** Begin Text **

No sin is unforgivable, as long as we approach the throne of mercy with a humble, contrite heart. No evil is capable of overpowering God’s limitless mercy.

Frequent confession, as recommended by the Church, gives us more accurate self-knowledge and makes us grow in Christian humility. It helps us uproot bad habits and it makes our conscience more sensitive, so that we do not gradually become lukewarm or careless. It strengthens our will and leads us to a constant effort to perfect the grace of baptism in our soul, and to identify more closely with Christ. It also brings home to us our own powerlessness in the supernatural life and it helps us to trust utterly in God’s grace.

Aware that conversion of heart is a permanent requirement if you are to fully accomplish God’s will in your life, go to the sacrament of reconciliation as frequently as needed, and make it a living and renewing encounter with Christ and with the Church.

Make a conscious act of faith in the sanctifying action of Christ, present in the priest (preferably a regular confessor). Be simple and humble. Confess your faults in an orderly, brief, precise, clear and complete manner. Accept the guidance of your confessor with faith, and make sure you do the penance in a true spirit of reparation, as soon as possible. Also offer your daily activities and hardships in reparation for your sins.

Thank God for the gift of his forgiveness and friendship by resolving to improve your conduct out of love and holy fear of God, and by living a life of greater fidelity to the mission he has entrusted to you.

Examining Your Conscience

Some questions for preparing confession, selected from the Rite of Penance, are offered below as a guideline: They are not intended to be exhaustive, let alone obligatory. You can use these or others more suited to your own needs.

Prayer for Help

My Lord and my God, you know each person’s heart. Give me the grace to examine mine sincerely and to know it truly so I can discover all my sins, confess them well, and avoid them from now on. Thus I hope to win your pardon and grace on earth and eternal life in heaven. Grant this through Christ our Lord. Amen.



  1. What is my attitude toward the sacrament of penance: Do I sincerely want to be purified, start afresh and deepen my friendship with God? Or is it a burden, to be endured as seldom as possible?
  2. Did I forget to mention, or deliberately withhold, any serious sins in past confessions?
  3. Did I fulfill the penance I was given? Did I repair any harm done to others? Have I tried to put into practice my resolution to lead a better life in keeping with the Gospel?

** End Text **
** Begin Supplied entries **

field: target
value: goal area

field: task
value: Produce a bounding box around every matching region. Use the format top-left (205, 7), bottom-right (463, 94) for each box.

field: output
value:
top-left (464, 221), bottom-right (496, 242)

** End Supplied entries **

- Aim of the task:
Please answer these questions about the confession text.
1. What is no evil capable of overpowering?
2. From what were the questions for preparing confession selected?
3. In what manner should faults be confessed?

- Result:
1. God's limitless mercy.
2. The Rite of Penance.
3. In an orderly, brief, precise, clear and complete manner.